Exercise –
Please copy the entries below, beginning with the very first line and continuing through the line containing "<point>304,302</point>", with both ends included. Include the requests unchanged, but multiply each point coordinate in the answers by 0.95 and round to whole numbers, with halves rounding up. Give nothing beyond those lines.

Input rows –
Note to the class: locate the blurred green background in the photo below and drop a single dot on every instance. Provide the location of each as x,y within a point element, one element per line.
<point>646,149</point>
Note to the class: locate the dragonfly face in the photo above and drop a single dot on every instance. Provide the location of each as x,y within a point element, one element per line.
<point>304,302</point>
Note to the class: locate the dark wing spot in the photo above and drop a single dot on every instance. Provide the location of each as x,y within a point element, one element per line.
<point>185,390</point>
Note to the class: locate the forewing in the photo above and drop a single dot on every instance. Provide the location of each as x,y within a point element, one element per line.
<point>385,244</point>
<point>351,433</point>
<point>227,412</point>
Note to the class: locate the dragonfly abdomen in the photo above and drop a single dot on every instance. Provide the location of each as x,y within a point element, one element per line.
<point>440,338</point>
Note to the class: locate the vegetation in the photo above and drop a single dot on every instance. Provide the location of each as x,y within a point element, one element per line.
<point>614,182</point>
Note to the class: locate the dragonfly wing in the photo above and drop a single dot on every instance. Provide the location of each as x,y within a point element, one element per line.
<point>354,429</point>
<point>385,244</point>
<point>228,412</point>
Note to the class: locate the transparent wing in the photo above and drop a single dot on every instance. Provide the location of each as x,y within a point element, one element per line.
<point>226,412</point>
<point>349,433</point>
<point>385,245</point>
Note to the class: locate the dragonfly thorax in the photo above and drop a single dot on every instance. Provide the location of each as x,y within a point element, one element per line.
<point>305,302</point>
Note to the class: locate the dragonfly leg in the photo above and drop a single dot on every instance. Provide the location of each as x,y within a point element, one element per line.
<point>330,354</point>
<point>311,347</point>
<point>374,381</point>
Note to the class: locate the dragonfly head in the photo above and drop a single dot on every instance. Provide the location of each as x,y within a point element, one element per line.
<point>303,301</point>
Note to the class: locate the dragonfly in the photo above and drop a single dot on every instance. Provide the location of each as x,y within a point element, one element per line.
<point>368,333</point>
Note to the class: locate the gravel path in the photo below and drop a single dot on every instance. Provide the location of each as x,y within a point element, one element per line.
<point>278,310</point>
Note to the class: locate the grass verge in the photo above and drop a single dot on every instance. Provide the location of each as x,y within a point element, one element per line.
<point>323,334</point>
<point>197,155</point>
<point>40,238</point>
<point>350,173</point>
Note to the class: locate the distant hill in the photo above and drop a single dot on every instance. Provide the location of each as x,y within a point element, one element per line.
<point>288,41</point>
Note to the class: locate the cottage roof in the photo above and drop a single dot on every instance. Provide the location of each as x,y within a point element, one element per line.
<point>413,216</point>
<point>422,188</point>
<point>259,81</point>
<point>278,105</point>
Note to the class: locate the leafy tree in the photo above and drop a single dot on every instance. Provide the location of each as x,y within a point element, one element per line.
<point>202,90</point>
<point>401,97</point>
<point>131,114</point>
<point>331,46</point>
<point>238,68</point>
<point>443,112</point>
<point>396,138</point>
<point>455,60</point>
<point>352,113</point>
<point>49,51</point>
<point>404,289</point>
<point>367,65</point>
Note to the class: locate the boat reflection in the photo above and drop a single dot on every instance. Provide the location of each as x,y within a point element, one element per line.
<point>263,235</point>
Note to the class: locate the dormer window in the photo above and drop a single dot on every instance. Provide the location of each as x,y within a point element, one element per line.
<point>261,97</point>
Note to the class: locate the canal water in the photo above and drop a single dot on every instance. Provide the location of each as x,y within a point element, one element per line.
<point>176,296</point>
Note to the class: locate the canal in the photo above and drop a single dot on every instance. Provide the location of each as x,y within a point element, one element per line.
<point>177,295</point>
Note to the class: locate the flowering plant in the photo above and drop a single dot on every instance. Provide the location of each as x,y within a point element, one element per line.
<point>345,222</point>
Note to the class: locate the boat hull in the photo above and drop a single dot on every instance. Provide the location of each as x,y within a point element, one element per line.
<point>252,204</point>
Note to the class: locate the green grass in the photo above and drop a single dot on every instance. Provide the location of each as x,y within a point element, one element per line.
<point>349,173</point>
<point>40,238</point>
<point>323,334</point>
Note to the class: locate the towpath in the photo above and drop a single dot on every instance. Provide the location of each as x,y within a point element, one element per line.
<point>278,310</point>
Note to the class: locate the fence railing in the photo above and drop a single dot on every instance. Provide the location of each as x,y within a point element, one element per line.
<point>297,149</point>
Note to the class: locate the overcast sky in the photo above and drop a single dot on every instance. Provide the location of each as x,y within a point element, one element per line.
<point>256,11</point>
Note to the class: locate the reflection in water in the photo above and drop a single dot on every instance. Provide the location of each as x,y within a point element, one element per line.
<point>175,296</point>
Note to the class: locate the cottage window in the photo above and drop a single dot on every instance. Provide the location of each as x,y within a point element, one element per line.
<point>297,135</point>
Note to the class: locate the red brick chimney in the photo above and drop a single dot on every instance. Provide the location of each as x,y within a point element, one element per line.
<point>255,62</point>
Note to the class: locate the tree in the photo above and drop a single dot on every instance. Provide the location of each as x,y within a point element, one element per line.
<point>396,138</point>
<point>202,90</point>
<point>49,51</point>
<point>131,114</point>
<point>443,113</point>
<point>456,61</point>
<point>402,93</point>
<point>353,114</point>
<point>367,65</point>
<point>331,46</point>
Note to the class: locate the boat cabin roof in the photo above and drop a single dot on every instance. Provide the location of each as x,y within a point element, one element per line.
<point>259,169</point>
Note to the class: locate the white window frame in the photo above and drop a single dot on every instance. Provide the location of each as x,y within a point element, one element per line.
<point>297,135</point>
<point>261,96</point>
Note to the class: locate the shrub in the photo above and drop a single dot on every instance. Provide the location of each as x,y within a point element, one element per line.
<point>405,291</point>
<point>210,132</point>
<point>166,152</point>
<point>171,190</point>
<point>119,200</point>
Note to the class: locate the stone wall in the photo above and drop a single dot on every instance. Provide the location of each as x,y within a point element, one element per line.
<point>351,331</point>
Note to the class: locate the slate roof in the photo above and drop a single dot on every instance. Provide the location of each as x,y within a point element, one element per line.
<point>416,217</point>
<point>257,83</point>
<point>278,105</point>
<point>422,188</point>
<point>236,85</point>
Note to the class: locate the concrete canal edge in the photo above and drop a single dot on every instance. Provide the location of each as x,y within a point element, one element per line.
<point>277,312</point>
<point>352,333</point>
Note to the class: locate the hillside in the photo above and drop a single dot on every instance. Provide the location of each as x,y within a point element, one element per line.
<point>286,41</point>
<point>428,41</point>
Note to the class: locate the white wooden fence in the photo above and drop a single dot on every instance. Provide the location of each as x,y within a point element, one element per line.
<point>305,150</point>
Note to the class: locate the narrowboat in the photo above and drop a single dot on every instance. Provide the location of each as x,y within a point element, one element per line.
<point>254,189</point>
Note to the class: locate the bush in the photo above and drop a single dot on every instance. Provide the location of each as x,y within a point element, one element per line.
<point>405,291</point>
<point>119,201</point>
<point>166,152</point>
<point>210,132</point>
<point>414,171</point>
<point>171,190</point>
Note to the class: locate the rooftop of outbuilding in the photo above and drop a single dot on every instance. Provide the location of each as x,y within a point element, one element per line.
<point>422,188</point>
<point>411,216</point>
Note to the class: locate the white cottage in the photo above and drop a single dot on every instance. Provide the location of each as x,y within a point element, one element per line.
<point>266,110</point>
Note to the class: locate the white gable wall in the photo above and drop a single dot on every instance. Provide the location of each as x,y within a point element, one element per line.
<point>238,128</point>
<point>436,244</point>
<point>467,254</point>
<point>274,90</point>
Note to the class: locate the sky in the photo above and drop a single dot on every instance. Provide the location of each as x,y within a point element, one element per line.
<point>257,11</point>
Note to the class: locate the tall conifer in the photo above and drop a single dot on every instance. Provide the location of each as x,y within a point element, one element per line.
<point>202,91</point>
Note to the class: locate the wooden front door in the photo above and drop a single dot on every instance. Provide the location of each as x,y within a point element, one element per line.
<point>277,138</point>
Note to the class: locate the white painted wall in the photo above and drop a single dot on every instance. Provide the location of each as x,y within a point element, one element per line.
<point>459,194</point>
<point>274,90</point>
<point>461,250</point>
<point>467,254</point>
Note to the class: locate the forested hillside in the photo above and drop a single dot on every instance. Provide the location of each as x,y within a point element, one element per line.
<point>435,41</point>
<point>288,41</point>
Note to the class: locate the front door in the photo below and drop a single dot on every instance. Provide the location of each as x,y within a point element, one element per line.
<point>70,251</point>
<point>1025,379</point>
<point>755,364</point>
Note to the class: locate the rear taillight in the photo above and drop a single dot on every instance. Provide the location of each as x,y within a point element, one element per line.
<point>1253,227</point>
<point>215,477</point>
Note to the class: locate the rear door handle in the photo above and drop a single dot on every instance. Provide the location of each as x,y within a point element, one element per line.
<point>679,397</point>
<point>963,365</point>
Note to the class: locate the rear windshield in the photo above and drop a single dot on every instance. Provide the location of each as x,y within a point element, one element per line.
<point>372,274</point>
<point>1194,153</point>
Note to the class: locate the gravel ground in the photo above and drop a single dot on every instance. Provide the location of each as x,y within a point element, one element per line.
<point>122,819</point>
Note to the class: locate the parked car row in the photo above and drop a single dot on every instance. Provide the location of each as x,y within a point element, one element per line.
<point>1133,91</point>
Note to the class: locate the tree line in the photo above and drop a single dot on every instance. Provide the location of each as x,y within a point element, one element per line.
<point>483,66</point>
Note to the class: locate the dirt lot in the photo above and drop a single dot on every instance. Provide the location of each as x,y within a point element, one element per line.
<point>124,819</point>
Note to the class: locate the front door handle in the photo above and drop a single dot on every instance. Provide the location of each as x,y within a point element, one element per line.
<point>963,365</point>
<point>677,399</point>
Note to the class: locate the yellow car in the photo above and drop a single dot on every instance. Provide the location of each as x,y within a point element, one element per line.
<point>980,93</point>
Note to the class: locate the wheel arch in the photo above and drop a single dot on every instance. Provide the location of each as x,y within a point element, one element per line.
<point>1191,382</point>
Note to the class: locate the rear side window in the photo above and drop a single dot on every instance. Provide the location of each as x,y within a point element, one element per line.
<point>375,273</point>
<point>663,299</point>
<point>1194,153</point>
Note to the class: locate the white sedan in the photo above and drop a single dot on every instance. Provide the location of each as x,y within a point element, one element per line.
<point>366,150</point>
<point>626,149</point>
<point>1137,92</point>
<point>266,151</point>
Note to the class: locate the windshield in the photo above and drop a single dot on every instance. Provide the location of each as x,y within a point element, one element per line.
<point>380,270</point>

Problem solution –
Note to the class: locate the blurred green background in the photo below and drop a single dot on every instance. Provide the location of each as x,y within a point element, one element per line.
<point>614,142</point>
Note to the class: locate the dragonfly face in the photo above and drop a single dot on every instance. Provide the location of each as x,y within a point element, one element per line.
<point>289,287</point>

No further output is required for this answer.